Rows excerpted from a collection:
# # #

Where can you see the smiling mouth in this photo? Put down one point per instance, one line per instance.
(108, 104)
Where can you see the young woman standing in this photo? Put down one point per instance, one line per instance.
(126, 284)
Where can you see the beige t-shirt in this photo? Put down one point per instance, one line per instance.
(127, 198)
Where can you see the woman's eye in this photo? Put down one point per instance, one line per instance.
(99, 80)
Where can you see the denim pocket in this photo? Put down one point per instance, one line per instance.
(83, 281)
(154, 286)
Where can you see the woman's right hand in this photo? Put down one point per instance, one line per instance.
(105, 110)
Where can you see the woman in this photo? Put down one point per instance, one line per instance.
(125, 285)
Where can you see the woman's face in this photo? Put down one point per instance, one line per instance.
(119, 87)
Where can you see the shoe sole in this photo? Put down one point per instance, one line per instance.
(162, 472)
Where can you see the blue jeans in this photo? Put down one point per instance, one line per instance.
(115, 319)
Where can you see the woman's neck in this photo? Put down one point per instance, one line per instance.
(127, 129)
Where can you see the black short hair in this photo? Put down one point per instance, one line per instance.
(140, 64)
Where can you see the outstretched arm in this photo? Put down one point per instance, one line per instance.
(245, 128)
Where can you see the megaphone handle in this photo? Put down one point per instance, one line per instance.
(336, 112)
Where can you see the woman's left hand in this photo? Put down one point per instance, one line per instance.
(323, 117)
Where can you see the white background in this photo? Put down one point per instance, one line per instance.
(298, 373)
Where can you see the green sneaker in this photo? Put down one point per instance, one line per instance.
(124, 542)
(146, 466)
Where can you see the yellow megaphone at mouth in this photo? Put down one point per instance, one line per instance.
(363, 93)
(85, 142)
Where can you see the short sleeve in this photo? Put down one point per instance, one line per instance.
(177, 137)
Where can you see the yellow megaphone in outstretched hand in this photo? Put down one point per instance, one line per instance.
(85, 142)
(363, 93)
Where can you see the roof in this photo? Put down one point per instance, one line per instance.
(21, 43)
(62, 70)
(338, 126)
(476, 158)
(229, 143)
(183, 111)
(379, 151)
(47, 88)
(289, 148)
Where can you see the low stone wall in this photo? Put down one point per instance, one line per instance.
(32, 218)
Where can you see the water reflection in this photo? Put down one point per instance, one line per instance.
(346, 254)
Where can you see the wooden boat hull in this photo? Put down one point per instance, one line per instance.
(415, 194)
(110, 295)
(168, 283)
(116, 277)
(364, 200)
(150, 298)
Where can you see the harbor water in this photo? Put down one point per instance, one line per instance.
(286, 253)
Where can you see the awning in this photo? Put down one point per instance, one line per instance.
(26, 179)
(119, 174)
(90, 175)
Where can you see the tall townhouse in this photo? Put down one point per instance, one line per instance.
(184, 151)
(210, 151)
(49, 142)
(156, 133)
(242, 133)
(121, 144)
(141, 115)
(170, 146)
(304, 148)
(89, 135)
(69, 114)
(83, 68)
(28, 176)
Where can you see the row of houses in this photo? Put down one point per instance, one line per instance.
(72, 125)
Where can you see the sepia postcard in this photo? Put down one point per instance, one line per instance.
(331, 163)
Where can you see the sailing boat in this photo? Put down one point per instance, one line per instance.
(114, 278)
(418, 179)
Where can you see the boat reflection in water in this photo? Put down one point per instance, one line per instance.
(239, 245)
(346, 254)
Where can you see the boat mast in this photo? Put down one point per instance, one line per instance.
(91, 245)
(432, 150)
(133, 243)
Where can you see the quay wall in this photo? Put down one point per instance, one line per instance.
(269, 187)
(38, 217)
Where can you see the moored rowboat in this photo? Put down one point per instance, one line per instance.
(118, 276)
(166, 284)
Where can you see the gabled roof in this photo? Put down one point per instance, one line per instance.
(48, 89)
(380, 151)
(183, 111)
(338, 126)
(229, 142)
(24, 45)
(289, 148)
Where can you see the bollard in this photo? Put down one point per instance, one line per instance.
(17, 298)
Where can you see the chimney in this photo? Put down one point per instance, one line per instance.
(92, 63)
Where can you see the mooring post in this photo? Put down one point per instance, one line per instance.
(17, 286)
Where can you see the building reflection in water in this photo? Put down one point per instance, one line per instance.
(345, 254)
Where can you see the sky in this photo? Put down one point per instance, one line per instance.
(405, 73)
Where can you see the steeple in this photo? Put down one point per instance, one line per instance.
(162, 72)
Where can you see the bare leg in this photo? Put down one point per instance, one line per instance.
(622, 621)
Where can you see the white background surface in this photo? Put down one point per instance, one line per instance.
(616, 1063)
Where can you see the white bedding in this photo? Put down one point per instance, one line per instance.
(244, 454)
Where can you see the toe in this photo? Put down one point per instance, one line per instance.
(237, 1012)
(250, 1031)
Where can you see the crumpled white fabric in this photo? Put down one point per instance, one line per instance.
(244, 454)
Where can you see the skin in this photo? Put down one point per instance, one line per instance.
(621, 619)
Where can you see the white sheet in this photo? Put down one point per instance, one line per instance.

# # #

**Written problem:** Please rewrite all the rows above, replacing "Put down" with "Mark" everywhere it appears and leaving everything else unchanged.

**Solution for this exercise:**
Where can you see the smiling mouth in this photo? Mark one point per instance, one line per instance.
(108, 104)
Where can you see the young woman standing in this photo? Mark one point per instance, one line per instance.
(126, 284)
Where can you see the beige t-shirt in this photo? Mark one point per instance, one line per instance.
(127, 198)
Where can you see the woman's eye in this photo? Mark one point per instance, one line per instance.
(99, 80)
Where can you see the denim pocket in this photo? Mark one point per instance, one line per instance.
(83, 281)
(154, 286)
Where can you see the woman's right hand in this photo? Mark one point per instance, one line per instance.
(105, 110)
Where can you see the woman in this photo? Mark one point per instance, one line per instance.
(125, 285)
Where can you see the woman's face in this photo? Mark one point per instance, one line per instance.
(119, 87)
Where can you see the shoe sole in this photo? Mark one point per instance, one line per instance.
(162, 472)
Where can you see the blue jeans in this photo? Mark one point per instance, one line per instance.
(115, 319)
Where can you see the woman's neck in this photo? Mark one point per instance, one line per instance.
(127, 129)
Where can you see the black short hair in this photo? Mark one point per instance, one line per instance.
(140, 64)
Where can you see the outstretched arm in this photo? Mark one point per instance, one line per instance.
(245, 128)
Where can you see the megaphone handle in this photo? Mark one point per instance, one line per instance.
(336, 112)
Where can you see the woman's left hand in this photo? Mark one point per instance, one line per instance.
(323, 117)
Where can you see the white background in this photo? Mark one point per instance, one line per instance.
(298, 373)
Where can you see the green sneaker in this photo? Mark one point per instance, one line per instance.
(124, 542)
(146, 466)
Where can you see the yellow megaphone at mouth in this photo? Mark one point per instance, one line per instance.
(363, 93)
(85, 142)
Where can you see the short sleeve in this photo? Mark one point per instance, one line per instance.
(177, 137)
Where can you see the yellow megaphone in outstretched hand in this photo? Mark one point per instance, one line per instance.
(85, 142)
(363, 93)
Where can you see the roof in this photo? Mark one point per instance, one line per instance.
(21, 43)
(62, 70)
(338, 126)
(476, 158)
(229, 143)
(183, 111)
(379, 151)
(47, 88)
(289, 148)
Where can you see the low stone wall in this photo? Mark one point per instance, one line per instance.
(32, 218)
Where can you see the water reflection in this photo? Mark one point per instance, one line per instance.
(346, 254)
Where can you see the wooden boat hull in this photo? Mark one point per instance, one line per instance.
(415, 194)
(110, 295)
(168, 283)
(116, 277)
(364, 200)
(150, 298)
Where can you see the harbor water in this photo? Mark one point per instance, one line per instance.
(286, 253)
Where can you see the awning in this photo? Mark one point per instance, one line per instance.
(26, 179)
(119, 174)
(90, 175)
Where can you see the tall townhouse in this photo? Mark one point per instance, one line per instance.
(184, 151)
(210, 151)
(49, 142)
(156, 133)
(242, 133)
(121, 144)
(141, 115)
(170, 146)
(304, 148)
(89, 135)
(69, 114)
(83, 68)
(28, 176)
Where can you see the row of houses in this photo? Mark one point per instance, one line per instance.
(72, 125)
Where can you see the sepia postcard in this photo? Mark one point per instance, one line per instance.
(331, 163)
Where can you see the sailing boat in this photo? Mark one point per instance, one line per instance.
(114, 278)
(418, 179)
Where can you see the boat reflection in water in this photo? Mark one point per instance, one line per instance.
(239, 245)
(346, 254)
Where can you see the boat mast in this photo? Mark one point per instance, one line per instance.
(91, 245)
(432, 150)
(133, 243)
Where can you see the quay wall in this photo? Mark one point per instance, one line per instance.
(269, 187)
(38, 217)
Where can you see the moored rowboat in this photo? Mark one point per instance, one line per instance.
(118, 276)
(166, 284)
Where can you see the gabled roof in this photo? Mark one point per instance, one line per instance.
(48, 89)
(380, 151)
(183, 111)
(338, 126)
(229, 142)
(24, 45)
(289, 148)
Where can you see the bollard in this photo? Mark one point per instance, one line per instance.
(17, 298)
Where can you see the chimney in this photo? Mark one point per instance, one line per instance.
(92, 63)
Where can you see the mooring post in this photo? Mark one point per instance, one line per instance.
(17, 286)
Where can you see the building reflection in water in this photo? Mark one point per instance, one line per instance.
(345, 254)
Where can you see the sky in this photo? Mark one point per instance, one line per instance.
(405, 73)
Where can you see the steeple in this photo? Mark one point per instance, one line per instance.
(162, 72)
Where can you see the bare leg in this photo? Mark one point per instance, one line per instance.
(622, 621)
Where can you see the white background surface in this photo? Mark one point per instance, one line per instance.
(616, 1063)
Where can you see the white bedding in this photo? Mark one point per instance, one line per instance.
(244, 454)
Where can you see the toe in this photo? Mark one point per instance, one line per instance.
(237, 1012)
(250, 1031)
Where can you see the crumpled white fabric in this photo? Mark one point per instance, one line per instance.
(244, 454)
Where can you see the skin in this photo? Mark one point per instance, one line per instance.
(621, 619)
Where can you see the white sheet in this photo? Mark one point per instance, one line per instance.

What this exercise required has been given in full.